[Stored data entries]
****************************************

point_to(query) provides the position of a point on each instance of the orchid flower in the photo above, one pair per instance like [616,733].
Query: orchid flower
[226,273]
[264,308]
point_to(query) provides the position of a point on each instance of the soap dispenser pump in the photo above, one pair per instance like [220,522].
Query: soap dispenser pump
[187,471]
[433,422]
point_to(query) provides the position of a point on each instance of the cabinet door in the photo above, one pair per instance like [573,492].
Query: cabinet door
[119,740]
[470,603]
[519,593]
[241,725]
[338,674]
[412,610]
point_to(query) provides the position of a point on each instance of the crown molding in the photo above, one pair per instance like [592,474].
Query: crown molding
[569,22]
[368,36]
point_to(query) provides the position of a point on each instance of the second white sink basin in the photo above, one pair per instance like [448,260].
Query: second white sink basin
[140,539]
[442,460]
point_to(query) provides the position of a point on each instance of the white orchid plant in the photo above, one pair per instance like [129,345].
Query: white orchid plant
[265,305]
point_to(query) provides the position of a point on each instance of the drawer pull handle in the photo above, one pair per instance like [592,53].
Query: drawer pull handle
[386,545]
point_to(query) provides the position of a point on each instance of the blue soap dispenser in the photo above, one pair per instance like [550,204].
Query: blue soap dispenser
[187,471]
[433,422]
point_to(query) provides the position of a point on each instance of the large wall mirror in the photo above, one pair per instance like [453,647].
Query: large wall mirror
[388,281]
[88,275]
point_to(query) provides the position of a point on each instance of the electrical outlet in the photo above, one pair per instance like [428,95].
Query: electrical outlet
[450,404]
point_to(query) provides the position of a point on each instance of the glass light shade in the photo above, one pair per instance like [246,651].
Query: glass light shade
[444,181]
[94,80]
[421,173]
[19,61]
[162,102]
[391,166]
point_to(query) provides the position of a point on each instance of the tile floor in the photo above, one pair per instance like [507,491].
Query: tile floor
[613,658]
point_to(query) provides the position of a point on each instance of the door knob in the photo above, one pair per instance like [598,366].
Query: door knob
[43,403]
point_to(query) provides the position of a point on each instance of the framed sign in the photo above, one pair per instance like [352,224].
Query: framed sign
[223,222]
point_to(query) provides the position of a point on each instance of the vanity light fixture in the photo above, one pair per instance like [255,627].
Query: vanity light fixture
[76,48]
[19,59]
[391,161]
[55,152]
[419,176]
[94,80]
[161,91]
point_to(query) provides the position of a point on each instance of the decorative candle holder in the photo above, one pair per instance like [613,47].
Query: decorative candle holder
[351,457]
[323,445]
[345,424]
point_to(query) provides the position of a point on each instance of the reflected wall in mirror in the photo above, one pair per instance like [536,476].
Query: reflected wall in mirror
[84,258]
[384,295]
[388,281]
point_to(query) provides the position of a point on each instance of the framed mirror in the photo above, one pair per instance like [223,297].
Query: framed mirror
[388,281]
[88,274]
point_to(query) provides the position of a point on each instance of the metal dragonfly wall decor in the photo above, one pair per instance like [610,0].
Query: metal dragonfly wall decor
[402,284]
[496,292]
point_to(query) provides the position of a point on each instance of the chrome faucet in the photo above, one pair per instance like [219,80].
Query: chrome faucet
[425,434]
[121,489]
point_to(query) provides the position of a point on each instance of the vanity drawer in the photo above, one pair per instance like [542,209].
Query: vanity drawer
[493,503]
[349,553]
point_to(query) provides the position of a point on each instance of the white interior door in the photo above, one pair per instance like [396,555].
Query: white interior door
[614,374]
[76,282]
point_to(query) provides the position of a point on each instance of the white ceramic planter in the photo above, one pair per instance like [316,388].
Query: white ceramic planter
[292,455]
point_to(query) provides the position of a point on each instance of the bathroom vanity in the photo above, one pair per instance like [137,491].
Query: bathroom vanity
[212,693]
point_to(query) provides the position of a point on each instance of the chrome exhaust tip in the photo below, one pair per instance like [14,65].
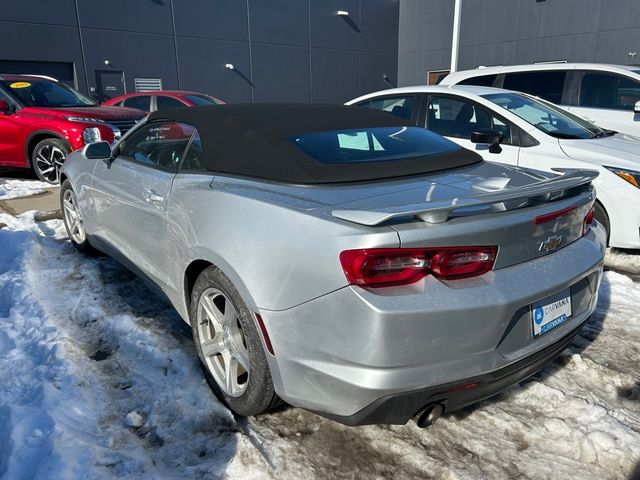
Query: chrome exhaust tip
[429,415]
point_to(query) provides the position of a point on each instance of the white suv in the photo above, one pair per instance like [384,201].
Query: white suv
[608,95]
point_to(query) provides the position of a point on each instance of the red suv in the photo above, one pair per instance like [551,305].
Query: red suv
[163,99]
[42,120]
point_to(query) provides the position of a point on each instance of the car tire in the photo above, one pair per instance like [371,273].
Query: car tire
[600,214]
[47,157]
[227,341]
[72,219]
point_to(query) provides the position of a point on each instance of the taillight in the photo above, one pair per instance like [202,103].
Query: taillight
[386,267]
[588,220]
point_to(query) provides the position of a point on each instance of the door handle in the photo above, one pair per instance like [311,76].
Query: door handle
[152,197]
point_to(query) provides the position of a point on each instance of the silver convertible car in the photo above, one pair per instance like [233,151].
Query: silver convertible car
[340,259]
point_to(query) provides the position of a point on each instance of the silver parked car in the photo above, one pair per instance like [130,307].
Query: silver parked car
[339,258]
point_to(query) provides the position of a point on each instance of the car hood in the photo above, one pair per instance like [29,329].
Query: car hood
[100,112]
[620,150]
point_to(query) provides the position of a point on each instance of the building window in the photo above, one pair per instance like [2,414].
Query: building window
[147,84]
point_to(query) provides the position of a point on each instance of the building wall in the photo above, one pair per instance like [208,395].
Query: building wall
[508,32]
[293,50]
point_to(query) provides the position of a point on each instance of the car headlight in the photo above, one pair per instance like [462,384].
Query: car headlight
[630,176]
[91,135]
[84,119]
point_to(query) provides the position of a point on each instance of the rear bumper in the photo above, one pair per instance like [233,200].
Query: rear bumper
[399,408]
[354,354]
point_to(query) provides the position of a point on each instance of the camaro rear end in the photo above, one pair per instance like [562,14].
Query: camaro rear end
[340,259]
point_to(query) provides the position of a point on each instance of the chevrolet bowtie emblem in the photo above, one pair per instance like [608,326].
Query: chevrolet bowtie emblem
[551,243]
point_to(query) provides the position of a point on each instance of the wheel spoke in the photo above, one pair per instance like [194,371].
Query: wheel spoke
[42,159]
[213,312]
[230,372]
[242,356]
[214,346]
[230,315]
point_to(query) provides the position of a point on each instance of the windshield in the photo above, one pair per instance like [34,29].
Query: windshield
[45,93]
[201,100]
[544,116]
[377,144]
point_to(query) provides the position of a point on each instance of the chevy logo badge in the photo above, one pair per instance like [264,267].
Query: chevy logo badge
[551,243]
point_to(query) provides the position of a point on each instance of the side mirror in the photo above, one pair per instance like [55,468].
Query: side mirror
[489,137]
[97,151]
[4,107]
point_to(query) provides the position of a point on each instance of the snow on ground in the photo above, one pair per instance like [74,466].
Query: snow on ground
[12,188]
[98,378]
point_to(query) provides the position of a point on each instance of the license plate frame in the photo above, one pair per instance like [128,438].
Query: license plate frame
[548,313]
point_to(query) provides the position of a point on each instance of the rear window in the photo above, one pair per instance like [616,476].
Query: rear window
[201,100]
[482,81]
[378,144]
[545,84]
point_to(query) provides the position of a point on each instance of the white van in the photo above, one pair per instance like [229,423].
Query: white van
[608,95]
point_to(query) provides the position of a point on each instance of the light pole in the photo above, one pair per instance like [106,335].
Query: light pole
[455,41]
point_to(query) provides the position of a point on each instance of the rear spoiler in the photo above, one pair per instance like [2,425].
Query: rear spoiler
[439,212]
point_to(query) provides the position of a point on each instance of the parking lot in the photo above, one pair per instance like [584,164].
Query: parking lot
[99,378]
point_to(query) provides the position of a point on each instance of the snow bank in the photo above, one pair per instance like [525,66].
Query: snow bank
[12,188]
[98,378]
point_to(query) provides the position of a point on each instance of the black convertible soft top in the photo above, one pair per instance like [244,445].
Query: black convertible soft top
[255,140]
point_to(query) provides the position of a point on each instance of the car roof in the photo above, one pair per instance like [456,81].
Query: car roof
[469,89]
[12,77]
[255,140]
[497,69]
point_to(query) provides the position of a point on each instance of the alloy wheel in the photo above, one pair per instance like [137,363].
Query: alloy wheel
[48,160]
[222,342]
[72,218]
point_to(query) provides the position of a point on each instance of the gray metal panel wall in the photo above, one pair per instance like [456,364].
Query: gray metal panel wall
[293,50]
[507,32]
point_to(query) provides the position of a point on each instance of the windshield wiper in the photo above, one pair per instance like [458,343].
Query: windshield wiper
[604,133]
[565,136]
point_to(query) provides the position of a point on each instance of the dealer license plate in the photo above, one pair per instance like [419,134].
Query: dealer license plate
[550,312]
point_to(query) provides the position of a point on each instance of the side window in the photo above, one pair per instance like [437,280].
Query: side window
[546,85]
[398,106]
[458,118]
[162,103]
[160,145]
[606,90]
[141,102]
[482,81]
[193,160]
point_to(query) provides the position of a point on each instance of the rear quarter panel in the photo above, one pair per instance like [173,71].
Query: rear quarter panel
[277,257]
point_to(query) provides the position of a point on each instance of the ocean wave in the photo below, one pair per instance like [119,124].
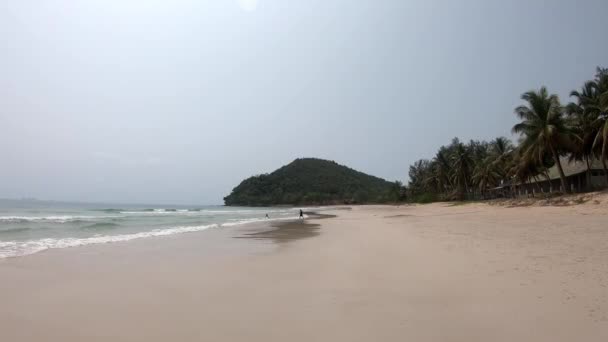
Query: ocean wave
[100,226]
[19,248]
[53,219]
[238,222]
[14,230]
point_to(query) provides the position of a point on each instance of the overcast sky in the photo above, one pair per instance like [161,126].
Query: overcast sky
[177,101]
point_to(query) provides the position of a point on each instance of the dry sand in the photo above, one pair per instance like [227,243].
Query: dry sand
[412,273]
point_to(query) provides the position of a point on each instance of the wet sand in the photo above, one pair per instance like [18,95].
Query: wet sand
[411,273]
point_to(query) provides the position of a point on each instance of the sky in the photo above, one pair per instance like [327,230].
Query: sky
[149,101]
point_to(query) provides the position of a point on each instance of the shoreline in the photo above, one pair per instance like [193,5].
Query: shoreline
[423,273]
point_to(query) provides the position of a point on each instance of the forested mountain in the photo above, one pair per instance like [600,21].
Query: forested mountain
[313,181]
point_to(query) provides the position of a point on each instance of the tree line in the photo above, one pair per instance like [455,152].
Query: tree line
[547,131]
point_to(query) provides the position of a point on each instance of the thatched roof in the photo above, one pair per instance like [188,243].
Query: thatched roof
[574,167]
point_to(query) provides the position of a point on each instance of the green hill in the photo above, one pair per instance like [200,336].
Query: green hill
[312,181]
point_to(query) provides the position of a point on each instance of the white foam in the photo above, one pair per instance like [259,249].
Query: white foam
[19,248]
[57,219]
[257,220]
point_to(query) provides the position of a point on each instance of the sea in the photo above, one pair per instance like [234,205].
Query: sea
[30,226]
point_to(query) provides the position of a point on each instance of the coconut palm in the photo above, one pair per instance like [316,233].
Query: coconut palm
[462,166]
[598,103]
[543,127]
[583,119]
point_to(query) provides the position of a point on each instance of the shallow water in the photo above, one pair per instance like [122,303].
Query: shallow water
[29,228]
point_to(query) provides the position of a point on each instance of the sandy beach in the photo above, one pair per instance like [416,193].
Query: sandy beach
[435,272]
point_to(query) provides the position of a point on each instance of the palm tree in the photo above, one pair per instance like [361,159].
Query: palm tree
[599,104]
[543,126]
[583,119]
[462,165]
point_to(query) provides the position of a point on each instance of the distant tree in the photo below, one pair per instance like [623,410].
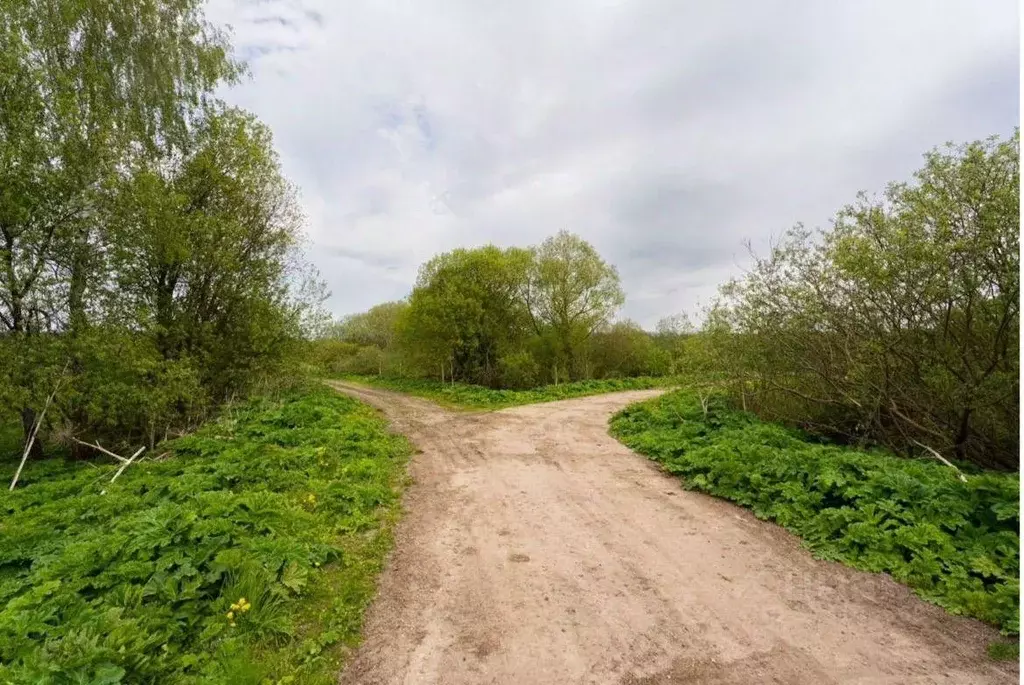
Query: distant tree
[466,311]
[86,86]
[625,349]
[571,292]
[899,325]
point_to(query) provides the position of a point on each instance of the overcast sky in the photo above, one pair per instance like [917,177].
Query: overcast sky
[666,132]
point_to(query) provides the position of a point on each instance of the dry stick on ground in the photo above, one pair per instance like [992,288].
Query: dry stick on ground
[128,463]
[100,448]
[942,459]
[35,428]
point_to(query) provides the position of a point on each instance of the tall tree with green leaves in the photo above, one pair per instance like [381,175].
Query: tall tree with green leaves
[570,293]
[467,311]
[900,324]
[84,86]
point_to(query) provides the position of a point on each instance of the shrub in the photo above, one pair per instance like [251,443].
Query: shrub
[954,543]
[283,503]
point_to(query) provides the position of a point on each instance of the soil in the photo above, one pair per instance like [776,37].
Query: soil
[537,549]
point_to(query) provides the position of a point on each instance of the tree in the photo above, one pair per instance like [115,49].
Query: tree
[84,85]
[625,349]
[467,310]
[570,293]
[901,324]
[202,246]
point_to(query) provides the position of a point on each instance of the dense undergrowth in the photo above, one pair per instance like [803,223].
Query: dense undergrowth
[478,397]
[955,544]
[283,509]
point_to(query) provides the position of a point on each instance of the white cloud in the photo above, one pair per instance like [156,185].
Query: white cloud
[666,133]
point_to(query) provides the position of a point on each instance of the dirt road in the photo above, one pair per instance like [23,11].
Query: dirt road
[537,549]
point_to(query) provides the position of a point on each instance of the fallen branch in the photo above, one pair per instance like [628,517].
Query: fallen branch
[128,463]
[942,459]
[100,448]
[35,428]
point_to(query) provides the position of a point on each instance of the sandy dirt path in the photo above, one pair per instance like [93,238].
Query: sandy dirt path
[536,549]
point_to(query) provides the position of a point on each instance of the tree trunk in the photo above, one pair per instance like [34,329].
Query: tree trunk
[28,421]
[963,434]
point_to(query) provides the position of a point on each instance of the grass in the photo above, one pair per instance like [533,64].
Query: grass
[955,544]
[1005,651]
[462,395]
[287,503]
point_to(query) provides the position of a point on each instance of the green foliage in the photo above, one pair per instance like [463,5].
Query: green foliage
[954,543]
[900,325]
[478,397]
[147,239]
[501,317]
[286,503]
[466,311]
[624,349]
[1005,651]
[570,294]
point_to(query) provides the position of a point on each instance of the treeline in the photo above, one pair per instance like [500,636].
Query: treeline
[514,317]
[898,326]
[148,262]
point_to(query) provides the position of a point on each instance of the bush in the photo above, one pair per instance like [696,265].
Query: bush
[519,371]
[956,544]
[286,504]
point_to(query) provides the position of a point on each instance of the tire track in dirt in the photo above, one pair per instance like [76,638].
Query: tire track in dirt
[537,549]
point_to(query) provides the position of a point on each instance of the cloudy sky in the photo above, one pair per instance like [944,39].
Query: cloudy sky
[665,132]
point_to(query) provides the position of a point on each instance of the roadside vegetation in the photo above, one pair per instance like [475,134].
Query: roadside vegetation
[954,541]
[186,506]
[247,553]
[461,395]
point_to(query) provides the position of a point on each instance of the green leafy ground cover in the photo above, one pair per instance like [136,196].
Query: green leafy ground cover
[955,544]
[461,395]
[283,508]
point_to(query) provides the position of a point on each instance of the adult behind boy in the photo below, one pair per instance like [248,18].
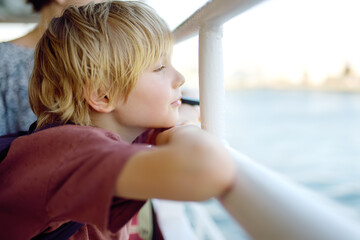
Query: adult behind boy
[103,76]
[16,63]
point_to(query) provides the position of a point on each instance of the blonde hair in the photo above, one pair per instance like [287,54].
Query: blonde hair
[102,47]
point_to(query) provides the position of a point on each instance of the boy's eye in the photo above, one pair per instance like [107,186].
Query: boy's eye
[159,69]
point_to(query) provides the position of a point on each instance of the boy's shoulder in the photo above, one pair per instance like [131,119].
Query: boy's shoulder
[71,132]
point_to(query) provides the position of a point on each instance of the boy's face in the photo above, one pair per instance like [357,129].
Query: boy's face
[155,100]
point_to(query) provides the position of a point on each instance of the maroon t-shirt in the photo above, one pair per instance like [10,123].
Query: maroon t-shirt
[61,174]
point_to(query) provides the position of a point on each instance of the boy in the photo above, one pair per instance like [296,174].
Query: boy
[102,76]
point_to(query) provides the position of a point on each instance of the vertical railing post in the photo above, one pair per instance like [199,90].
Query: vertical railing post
[211,79]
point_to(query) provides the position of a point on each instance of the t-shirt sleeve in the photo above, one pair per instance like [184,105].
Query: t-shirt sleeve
[82,189]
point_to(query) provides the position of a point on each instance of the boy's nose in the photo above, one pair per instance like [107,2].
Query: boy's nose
[179,79]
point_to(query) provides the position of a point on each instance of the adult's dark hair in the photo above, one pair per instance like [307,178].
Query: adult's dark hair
[38,4]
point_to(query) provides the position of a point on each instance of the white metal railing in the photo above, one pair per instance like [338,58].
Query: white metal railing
[264,203]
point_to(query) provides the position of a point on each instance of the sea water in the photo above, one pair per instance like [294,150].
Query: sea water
[313,138]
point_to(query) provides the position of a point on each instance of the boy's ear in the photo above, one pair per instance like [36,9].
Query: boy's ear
[98,101]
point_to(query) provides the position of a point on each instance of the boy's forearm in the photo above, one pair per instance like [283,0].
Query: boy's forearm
[191,165]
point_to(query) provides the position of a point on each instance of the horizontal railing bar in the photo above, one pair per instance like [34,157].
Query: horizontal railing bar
[214,12]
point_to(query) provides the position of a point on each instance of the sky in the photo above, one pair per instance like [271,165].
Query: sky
[278,39]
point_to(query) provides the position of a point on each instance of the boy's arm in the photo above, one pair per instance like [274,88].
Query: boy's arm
[189,164]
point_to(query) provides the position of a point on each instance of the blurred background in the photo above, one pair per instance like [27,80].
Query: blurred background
[292,77]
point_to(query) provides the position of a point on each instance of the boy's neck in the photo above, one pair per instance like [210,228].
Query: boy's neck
[105,121]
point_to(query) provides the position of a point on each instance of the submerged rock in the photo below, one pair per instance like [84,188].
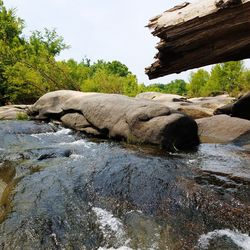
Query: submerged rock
[13,112]
[117,116]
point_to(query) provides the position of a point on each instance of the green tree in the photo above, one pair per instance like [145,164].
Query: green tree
[178,87]
[198,81]
[225,78]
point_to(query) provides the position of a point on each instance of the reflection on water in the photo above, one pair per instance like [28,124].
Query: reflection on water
[61,190]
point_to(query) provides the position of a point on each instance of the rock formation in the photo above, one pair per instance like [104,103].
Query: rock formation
[117,116]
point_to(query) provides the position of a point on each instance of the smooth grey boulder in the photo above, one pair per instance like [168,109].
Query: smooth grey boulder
[224,129]
[196,107]
[118,116]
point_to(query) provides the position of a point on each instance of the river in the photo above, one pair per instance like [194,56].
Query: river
[62,190]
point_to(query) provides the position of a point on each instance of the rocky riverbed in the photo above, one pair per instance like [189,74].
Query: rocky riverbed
[98,171]
[62,190]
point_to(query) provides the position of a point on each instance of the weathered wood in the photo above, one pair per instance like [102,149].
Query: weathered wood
[200,33]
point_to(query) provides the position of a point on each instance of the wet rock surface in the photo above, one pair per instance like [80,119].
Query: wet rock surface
[65,191]
[119,117]
[224,129]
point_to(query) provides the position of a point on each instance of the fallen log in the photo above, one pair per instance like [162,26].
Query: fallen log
[199,34]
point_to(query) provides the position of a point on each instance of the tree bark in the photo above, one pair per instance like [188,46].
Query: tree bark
[200,33]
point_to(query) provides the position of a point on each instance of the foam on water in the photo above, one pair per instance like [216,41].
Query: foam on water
[107,220]
[241,240]
[110,225]
[63,131]
[78,142]
[120,248]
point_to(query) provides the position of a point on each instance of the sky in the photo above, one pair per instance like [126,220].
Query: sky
[98,29]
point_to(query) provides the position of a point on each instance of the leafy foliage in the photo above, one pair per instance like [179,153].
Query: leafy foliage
[29,69]
[229,77]
[178,87]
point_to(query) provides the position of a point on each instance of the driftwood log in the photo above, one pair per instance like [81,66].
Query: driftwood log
[200,33]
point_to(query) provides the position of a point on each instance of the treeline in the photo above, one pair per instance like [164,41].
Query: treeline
[28,66]
[230,77]
[29,69]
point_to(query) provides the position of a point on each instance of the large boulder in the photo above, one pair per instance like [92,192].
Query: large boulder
[13,112]
[117,116]
[196,107]
[224,129]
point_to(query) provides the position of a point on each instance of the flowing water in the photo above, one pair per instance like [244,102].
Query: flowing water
[62,190]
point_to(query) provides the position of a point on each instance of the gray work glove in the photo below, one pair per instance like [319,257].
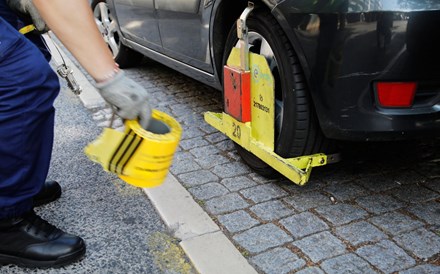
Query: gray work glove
[27,10]
[129,98]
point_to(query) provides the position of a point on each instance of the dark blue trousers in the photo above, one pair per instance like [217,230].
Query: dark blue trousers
[28,88]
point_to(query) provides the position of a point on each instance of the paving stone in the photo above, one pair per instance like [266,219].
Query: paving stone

****************************************

▶ **Problem statement**:
In the data above, how many lines include the word "paving"? Answer with the number only.

▶ **The answer**:
2